* _TEXTE RETENU_
---------------
Quand on a bien compris la portée de ces anciens documents, on se rend mieux compte de ces revendications qui firent un si grand scandale dans le monde libéral lorsque fut publié en 1864 le Syllabus de Pie IX. L’Église a presque toujours eu la claire conscience que, pour remplir le rôle qui lui a été attribué par son fondateur, elle est tenue d’affirmer un droit absolu, bien que, dans la pratique elle soit disposée à accepter beaucoup de limitations à son autorité, en vue de faciliter la marche des sociétés civiles dans lesquelles elle est insérée. La diremption permet seule de reconnaître la loi intérieure de l’Église ; dans les périodes où la lutte est sérieusement engagée, les catholiques revendiquent pour l’Église une indépendance conforme à cette loi intérieure et incompatible avec l’ordre général réglé par l’État ; le plus souvent la diplomatie ecclésiastique arrange des accords qui dissimulent l’absolu des principes pour l’observateur superficiel. L’harmonie n’est qu’un rêve des théoriciens, qui ne correspond ni à la loi intérieure de l’Église, ni aux arrangements pratiques, et qui ne sert à rien expliquer dans l’histoire.
---------------
* _DONNÉES FOURNIES_
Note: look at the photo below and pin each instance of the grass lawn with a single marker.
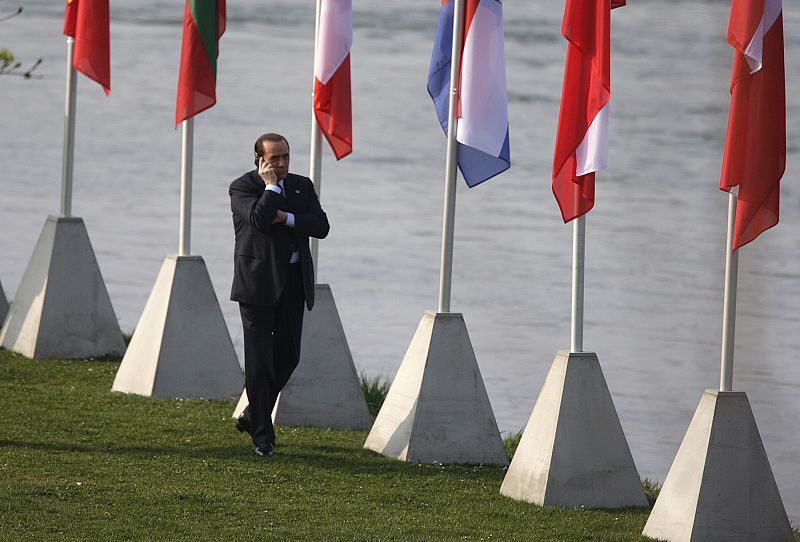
(78, 462)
---------------
Poursuivez le texte consacré aux rapports entre l'Église et l'État à la suite de sa dernière phrase.

A chaque renaissance de l’Église, l’histoire a été bouleversée par des manifestations de l’indépendance absolue réclamée par les catholiques ; ce sont ces époques de renaissance qui révèlent ce qui constitue la nature essentielle de l’Église ; ainsi se trouve pleinement justifiée la méthode de diremption indiquée à la fin du § II.